▶ **Supplied material**:
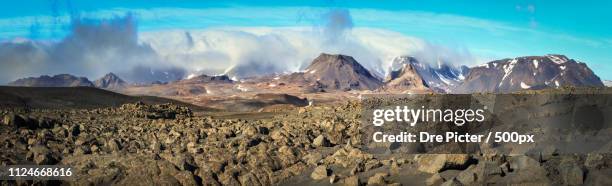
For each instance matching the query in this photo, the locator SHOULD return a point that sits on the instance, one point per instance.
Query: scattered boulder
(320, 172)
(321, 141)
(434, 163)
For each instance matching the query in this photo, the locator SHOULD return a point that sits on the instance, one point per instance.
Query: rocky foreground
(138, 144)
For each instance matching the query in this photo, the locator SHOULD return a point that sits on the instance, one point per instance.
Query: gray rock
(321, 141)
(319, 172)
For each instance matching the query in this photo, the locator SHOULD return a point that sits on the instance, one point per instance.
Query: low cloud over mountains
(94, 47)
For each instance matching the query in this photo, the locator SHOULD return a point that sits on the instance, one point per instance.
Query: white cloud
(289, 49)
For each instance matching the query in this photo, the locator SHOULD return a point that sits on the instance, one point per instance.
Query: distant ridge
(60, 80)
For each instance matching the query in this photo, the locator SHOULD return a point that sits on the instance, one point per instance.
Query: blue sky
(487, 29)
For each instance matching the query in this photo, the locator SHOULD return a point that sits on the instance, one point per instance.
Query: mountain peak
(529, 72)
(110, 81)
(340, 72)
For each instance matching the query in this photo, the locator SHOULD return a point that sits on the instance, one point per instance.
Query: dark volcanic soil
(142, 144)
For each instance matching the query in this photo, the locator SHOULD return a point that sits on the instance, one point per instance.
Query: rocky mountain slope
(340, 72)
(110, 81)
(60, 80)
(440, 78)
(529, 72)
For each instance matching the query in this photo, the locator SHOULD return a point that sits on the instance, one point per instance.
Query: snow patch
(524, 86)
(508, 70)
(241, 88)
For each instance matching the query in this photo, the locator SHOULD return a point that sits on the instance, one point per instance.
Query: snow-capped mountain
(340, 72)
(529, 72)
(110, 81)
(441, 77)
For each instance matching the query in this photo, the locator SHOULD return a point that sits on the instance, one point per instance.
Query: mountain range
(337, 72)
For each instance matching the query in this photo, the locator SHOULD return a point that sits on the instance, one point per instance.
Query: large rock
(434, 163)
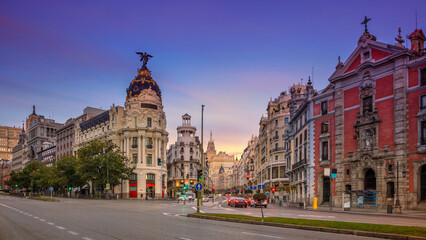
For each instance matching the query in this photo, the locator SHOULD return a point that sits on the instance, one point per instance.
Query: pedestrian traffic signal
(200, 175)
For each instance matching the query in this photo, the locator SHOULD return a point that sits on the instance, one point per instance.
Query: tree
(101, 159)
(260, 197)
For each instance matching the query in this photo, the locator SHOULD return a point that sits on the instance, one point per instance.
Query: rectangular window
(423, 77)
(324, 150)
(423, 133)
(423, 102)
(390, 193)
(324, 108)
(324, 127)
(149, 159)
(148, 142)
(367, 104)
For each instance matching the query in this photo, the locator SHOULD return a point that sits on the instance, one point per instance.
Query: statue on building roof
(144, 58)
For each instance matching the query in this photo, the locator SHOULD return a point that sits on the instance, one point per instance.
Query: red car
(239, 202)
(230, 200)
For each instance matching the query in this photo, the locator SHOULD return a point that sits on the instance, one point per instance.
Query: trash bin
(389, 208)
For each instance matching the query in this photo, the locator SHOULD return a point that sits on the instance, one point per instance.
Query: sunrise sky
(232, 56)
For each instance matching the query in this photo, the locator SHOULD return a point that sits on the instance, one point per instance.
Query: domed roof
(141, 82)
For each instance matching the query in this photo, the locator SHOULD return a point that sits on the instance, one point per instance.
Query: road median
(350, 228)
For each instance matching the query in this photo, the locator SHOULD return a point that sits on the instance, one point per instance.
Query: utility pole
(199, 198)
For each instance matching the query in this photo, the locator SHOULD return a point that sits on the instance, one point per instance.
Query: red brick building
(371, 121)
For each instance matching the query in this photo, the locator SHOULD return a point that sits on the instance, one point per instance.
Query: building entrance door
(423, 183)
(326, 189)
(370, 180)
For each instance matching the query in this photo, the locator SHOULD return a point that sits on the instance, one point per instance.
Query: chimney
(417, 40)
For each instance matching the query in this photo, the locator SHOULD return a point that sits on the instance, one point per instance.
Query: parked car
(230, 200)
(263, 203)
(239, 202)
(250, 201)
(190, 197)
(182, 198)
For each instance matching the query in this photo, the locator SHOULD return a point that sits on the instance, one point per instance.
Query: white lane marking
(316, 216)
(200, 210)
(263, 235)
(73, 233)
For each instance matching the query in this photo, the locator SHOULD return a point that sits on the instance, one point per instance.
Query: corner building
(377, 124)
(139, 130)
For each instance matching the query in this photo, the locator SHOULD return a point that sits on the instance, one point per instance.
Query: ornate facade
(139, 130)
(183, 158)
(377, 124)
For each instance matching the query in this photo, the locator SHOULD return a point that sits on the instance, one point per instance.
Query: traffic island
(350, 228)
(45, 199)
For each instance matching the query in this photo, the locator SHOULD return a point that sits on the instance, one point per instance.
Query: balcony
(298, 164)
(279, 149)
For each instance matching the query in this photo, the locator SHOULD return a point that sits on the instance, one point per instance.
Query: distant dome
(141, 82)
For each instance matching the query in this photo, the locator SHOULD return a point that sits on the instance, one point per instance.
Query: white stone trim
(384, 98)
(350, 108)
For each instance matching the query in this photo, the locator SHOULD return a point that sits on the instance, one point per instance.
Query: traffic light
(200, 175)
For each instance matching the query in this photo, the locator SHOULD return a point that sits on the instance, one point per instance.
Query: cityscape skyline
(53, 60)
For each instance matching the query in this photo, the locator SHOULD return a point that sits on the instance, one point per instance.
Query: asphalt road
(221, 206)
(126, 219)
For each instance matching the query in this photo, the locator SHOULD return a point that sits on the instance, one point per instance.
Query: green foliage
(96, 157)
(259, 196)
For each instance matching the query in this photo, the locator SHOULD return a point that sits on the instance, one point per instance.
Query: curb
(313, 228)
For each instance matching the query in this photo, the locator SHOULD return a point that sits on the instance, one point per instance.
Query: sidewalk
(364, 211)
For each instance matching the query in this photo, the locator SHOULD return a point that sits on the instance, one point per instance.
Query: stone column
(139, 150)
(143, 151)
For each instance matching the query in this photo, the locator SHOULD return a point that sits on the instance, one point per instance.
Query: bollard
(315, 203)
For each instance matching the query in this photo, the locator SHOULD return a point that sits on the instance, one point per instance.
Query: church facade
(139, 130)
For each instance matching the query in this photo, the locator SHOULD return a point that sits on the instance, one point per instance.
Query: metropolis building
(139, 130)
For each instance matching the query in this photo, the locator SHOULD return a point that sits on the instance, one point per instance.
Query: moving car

▶ **Description of the task**: The job is to copy all the records precisely while omitting any picture.

▶ **Output below**:
For each instance matching the query in this photo, the locator SHOULD return a point that sits on the instance, one point per instance.
Query: scattered boulder
(320, 172)
(321, 141)
(434, 163)
For each instance matching the query in this photo, the locator SHOULD return a point that sits on the instance, one point per instance.
Query: rocky foreground
(138, 144)
For each instance matching the query in this photo, the locator SHOULD return a point that sits on the instance, one point per instance.
Query: gray rock
(321, 141)
(319, 172)
For each instance matching the query in this photo, the locator SHOULD return a point that sits on the instance, one point per instance.
Query: low cloud over mountains
(94, 47)
For each instance matching the query in this photo, the locator SHOULD return a point that sits on the instance, one point per instance.
Query: white cloud
(289, 49)
For each instance matching the query in this photo, the locator SHOULD return a point that sits on the instance, one point per instance.
Query: distant ridge
(60, 80)
For each instance matching the query in this photo, the locator SHOULD return a point that sits on the instance, one point per instance.
Query: blue sky
(487, 29)
For each instance matching the query in this photo, the locator SHOULD return a point that sits on the instance, one point per instance.
Query: mountain peak
(529, 72)
(110, 81)
(340, 72)
For each instance matching the query in this photo, the locator SHOULD return a point that sits on the instance, one point per instance.
Query: dark volcanic soil
(142, 144)
For each instance matching the query in this photo, the locator SHOULD return a point that sits on the instance, one point per instance.
Query: rocky mountain slope
(340, 72)
(110, 81)
(60, 80)
(440, 78)
(529, 72)
For each instance matching the query in this photo, the locator SHOULD return a point that sits on the instance, one point per instance.
Query: snow patch
(524, 86)
(508, 70)
(241, 88)
For each instance matching the query in this photo, the locator SHOULD return a point that sits on the instance, one point per instance.
Query: snow-capped mountain
(340, 72)
(529, 72)
(110, 81)
(441, 77)
For each instance matching the query in this photo, the locator SHOULD return a point that sits on the instance, one point per instance.
Query: mountain range
(337, 72)
For each instance matching the query in this photo, the locator SHOULD return a point that sits on the instance, one point per instance.
Query: large rock
(434, 163)
For each instance matching the query in this photo, the locator SHOULD return a point that sits on the instance, one point per instance.
Query: pedestrian traffic signal
(200, 175)
For each instance matching the query in this photo, the locator SHOULD return a point that sits on the instance, one point per instance.
Query: tree
(101, 159)
(260, 197)
For each instance matching the query in this photo, the locator SHOULD return a point that sits on the instance, one point per instance.
Query: rectangular window
(423, 77)
(324, 150)
(423, 133)
(423, 102)
(390, 193)
(324, 108)
(324, 127)
(149, 159)
(148, 142)
(367, 104)
For each instance matching the query in this photo, the locator SHOULD return a point that sits on the instance, one point per instance.
Query: statue on building roof
(144, 58)
For each instance matching the query in this photo, the locator SHOULD return a point that sits on the instance, one point per instance.
Query: red car
(239, 202)
(230, 200)
For each instance matching the query in this photo, the locator SHOULD return a point that sits on the instance, one point per instance.
Query: trash bin
(389, 208)
For each instance matching the query in this photo, the locator SHOULD return a point that sits on the instance, one point per instance.
Query: sunrise sky
(232, 56)
For each instance matching the query in this photo, the locator SHOULD return a point that sits on the instance, one point per instance.
Query: domed roof
(141, 82)
For each instance matching the query in this photo, the locator SHOULD return a point that sits on the instance, one point per instance.
Query: road median
(350, 228)
For each instance matching the query in this photo, the locator SHOULD return a point that sits on the instance, one point per instance.
Query: utility pole
(199, 198)
For each instance matching the query in this photo, the locator SHOULD return a point that sits on the instance, one point per instance.
Query: red brick building
(371, 121)
For each instance matching the query in this photo, the locator SHOULD return a point that sits on the instance, one point per instance.
Query: building entrance door
(423, 183)
(326, 189)
(370, 180)
For each instance matching the query in this photo, the locator SHOULD return a point that sits on the instance, one point per instance.
Query: chimney
(417, 40)
For each instance matching the query in this photo, the locator SHOULD return a point that sits on the instance, one point per instance.
Query: parked car
(230, 200)
(263, 203)
(239, 202)
(250, 201)
(190, 197)
(182, 198)
For each instance matching the query in this photo, the locator SHOULD return a point that sits on the instance, one point per instance.
Query: white lane marking
(316, 216)
(200, 210)
(263, 235)
(73, 233)
For each instance matching the query in this photo, the locator SHOULD return a point that sits on the instance, one point per instance.
Query: corner building
(377, 124)
(139, 130)
For each instance matching the query in this photo, the locator SHOULD return a point that sits on the instance, one point per instance.
Query: ornate facade
(139, 130)
(183, 158)
(377, 124)
For each instance matching the query in this photo, the locator SHOULD return a point that sits on the instance, one point per instance.
Query: traffic island
(350, 228)
(45, 199)
For each instance matching the query in this photo, the locator SHOULD return a point that sits on the instance, one point per instance.
Query: balcony
(298, 164)
(279, 149)
For each instance matching the query in this photo, the locator SHOULD return a point that sits on the instance, one point per instance.
Query: distant dome
(141, 82)
For each instance matching the query in this photo, the locator SHOULD return a point that sits on the instance, one point per instance.
Query: white stone trim
(384, 98)
(350, 108)
For each instance matching the query in this photo, the locator SHOULD return a point that sits on the instance, one point per instance.
Query: traffic light
(200, 175)
For each instance matching the query in this photo, the locator SHOULD return a point that sits on the instance, one point per instance.
Query: cityscape skyline
(53, 60)
For each instance matching the query in this photo, the locator SHOULD return a point that sits on the instance, one point per instance.
Query: asphalt road
(221, 206)
(126, 219)
For each instance matching the query in this photo, the locator SHOULD return a point that sits on the instance, one point per instance.
Query: green foliage
(96, 157)
(259, 196)
For each instance matching the query in this photo, the locator SHOULD return a point that sits on the instance, one point per instance.
Query: curb
(313, 228)
For each instance matching the query in this photo, the locator SHOULD return a point that sits on the instance, one point per instance.
Query: sidewalk
(364, 211)
For each instance matching the query in this photo, the locator SHOULD return a point that sits on the instance, one point per instance.
Query: stone column
(139, 150)
(143, 151)
For each instance matching the query in this photo, the locator SHOULD return a point that sits on the instance, one point per instance.
Query: bollard
(315, 203)
For each instance matching the query in this photo, the locator SHOULD return a point that sits on the instance, one point per instance.
Query: church facade
(139, 130)
For each instance matching the query in this photo, the locator SHOULD return a point that sits on the instance, one point per instance.
Query: metropolis building
(139, 130)
For each instance matching the query in this photo, the locator SHOULD return a point that sits on the instance, one point per instance.
Query: moving car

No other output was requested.